---------- Dataset excerpts ----------

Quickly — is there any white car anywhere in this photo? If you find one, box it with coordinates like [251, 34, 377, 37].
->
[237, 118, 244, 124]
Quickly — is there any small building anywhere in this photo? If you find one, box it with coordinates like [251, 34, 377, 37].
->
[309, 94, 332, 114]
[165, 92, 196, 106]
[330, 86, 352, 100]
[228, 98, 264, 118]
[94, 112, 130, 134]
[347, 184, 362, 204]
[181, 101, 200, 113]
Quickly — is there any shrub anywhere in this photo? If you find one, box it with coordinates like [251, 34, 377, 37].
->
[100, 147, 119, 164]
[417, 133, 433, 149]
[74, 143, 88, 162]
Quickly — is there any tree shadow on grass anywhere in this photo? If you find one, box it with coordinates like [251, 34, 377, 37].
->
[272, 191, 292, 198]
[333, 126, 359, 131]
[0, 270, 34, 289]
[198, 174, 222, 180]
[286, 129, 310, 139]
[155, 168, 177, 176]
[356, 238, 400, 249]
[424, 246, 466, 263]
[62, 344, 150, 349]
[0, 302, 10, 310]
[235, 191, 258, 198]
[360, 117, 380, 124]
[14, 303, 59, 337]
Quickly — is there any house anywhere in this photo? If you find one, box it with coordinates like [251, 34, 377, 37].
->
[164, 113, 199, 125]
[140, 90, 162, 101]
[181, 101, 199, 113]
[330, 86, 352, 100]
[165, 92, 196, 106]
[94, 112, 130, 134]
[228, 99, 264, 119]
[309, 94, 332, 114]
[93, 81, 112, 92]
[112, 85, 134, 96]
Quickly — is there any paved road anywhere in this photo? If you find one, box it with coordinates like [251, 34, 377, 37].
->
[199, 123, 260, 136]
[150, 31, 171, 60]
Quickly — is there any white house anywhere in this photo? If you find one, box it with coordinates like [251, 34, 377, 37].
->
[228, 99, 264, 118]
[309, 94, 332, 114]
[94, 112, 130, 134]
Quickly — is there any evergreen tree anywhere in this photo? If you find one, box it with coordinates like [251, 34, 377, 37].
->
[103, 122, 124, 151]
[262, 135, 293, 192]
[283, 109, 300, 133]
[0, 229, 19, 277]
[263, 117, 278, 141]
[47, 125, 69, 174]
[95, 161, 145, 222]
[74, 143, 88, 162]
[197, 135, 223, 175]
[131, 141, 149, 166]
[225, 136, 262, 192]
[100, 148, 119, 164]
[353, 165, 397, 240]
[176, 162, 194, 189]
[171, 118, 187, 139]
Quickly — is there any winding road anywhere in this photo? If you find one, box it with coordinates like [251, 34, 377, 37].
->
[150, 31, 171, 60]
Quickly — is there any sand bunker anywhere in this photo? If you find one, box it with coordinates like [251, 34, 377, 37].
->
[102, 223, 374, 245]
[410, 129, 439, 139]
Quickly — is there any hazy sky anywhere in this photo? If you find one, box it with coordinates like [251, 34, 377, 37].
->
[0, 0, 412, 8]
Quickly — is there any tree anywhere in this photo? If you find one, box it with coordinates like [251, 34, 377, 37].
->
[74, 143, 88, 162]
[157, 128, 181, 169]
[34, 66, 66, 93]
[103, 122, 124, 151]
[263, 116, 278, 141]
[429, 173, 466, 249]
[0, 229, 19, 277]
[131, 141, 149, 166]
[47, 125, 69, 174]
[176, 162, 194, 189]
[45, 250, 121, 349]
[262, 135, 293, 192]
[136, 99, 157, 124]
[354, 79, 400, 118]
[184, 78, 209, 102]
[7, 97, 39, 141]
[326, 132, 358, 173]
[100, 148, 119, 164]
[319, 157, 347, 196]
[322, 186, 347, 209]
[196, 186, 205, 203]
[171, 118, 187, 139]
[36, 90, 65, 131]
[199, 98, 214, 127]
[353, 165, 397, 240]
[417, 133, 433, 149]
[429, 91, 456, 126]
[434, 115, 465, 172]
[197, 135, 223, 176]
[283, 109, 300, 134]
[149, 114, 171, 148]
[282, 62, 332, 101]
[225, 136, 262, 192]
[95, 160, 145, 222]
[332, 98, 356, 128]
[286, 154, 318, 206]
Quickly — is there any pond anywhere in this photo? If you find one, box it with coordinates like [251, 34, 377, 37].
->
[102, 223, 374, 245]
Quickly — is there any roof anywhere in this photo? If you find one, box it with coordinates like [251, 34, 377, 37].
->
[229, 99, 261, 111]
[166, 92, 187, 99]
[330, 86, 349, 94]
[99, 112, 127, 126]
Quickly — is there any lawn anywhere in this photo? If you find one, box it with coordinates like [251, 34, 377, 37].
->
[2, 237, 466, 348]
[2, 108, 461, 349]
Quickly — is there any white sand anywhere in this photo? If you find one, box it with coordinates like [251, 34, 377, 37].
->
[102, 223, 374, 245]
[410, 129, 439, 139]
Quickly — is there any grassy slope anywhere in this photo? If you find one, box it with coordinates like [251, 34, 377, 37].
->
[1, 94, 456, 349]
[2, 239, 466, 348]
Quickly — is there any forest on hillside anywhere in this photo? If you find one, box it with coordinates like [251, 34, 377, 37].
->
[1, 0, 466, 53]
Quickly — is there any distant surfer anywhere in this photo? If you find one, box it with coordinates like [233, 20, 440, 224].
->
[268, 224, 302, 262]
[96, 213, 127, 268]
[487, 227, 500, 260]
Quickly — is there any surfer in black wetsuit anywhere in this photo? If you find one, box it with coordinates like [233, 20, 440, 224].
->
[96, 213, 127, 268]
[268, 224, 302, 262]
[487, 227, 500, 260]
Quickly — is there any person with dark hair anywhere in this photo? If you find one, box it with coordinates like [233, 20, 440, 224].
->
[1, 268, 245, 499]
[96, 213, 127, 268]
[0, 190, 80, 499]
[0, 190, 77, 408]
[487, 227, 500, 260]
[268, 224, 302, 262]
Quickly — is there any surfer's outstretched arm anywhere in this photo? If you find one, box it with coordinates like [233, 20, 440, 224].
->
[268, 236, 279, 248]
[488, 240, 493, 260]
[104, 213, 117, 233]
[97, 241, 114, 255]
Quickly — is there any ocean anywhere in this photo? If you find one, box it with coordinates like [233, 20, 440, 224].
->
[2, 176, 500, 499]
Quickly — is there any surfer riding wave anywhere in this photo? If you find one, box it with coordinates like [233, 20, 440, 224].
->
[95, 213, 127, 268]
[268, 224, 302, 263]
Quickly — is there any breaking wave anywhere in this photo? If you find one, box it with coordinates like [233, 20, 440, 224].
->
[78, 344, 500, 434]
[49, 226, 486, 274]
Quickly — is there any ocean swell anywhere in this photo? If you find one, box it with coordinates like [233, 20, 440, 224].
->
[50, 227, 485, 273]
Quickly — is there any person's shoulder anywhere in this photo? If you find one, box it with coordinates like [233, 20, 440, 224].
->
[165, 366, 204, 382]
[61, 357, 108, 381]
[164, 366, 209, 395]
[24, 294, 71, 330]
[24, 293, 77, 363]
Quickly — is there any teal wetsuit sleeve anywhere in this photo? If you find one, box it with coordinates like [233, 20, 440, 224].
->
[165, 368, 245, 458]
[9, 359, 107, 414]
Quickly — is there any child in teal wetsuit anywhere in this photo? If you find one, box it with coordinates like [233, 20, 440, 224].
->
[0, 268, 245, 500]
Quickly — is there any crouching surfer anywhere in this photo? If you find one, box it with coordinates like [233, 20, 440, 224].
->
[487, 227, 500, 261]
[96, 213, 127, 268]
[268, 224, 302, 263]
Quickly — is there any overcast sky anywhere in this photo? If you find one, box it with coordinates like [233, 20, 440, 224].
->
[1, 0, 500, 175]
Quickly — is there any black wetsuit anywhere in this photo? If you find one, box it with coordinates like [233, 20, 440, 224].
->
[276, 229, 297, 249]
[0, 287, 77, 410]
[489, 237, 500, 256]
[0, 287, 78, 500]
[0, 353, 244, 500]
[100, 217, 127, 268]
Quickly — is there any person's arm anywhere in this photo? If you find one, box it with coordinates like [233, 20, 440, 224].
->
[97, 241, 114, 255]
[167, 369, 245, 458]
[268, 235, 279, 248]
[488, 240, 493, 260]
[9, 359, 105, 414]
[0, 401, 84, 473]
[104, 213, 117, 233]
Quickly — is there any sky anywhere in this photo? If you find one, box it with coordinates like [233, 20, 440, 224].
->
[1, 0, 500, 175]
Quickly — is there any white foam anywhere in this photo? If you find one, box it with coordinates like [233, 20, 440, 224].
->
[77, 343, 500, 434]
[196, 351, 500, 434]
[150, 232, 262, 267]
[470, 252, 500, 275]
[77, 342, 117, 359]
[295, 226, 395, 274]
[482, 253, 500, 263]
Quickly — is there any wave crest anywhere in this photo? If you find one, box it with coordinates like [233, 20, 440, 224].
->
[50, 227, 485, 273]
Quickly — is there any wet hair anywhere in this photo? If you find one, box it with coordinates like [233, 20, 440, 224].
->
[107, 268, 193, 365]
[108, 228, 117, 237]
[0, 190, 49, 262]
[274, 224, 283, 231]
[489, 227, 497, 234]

----------

> _The task_:
Of the lines above, output exactly those from the line bearing "Quickly — is there any white house" through the line bearing "Quickly — is there any evergreen", inclusive.

> _Response below_:
Quickly — is there any white house anywhere in this photo? If you find one, box it with coordinates like [251, 34, 377, 37].
->
[228, 99, 264, 118]
[309, 94, 332, 114]
[94, 112, 130, 134]
Quickly — is there any evergreen tree anywhere in this photo? If you find one, box it with coordinates like [251, 34, 377, 37].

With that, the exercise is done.